Below this line is the material. Write out only its lines from the one containing "An example of" through the one containing "127 157 L 163", both kept, exactly.

═══ Given data ═══

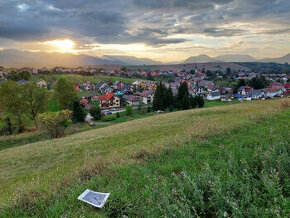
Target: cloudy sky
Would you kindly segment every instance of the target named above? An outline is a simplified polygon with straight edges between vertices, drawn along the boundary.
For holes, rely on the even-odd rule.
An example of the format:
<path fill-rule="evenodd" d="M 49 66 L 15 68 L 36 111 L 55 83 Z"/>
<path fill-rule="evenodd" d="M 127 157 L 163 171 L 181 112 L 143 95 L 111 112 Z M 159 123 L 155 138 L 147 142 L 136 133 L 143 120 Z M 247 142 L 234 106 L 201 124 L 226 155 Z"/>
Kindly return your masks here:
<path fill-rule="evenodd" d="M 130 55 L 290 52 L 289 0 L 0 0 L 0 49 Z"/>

═══

• [Expected answer]:
An example of the format:
<path fill-rule="evenodd" d="M 49 66 L 15 68 L 36 111 L 55 83 Z"/>
<path fill-rule="evenodd" d="M 127 157 L 163 171 L 181 112 L 143 95 L 111 112 Z M 159 123 L 155 138 L 147 142 L 136 133 L 143 120 Z M 247 142 L 234 106 L 201 124 L 226 155 Z"/>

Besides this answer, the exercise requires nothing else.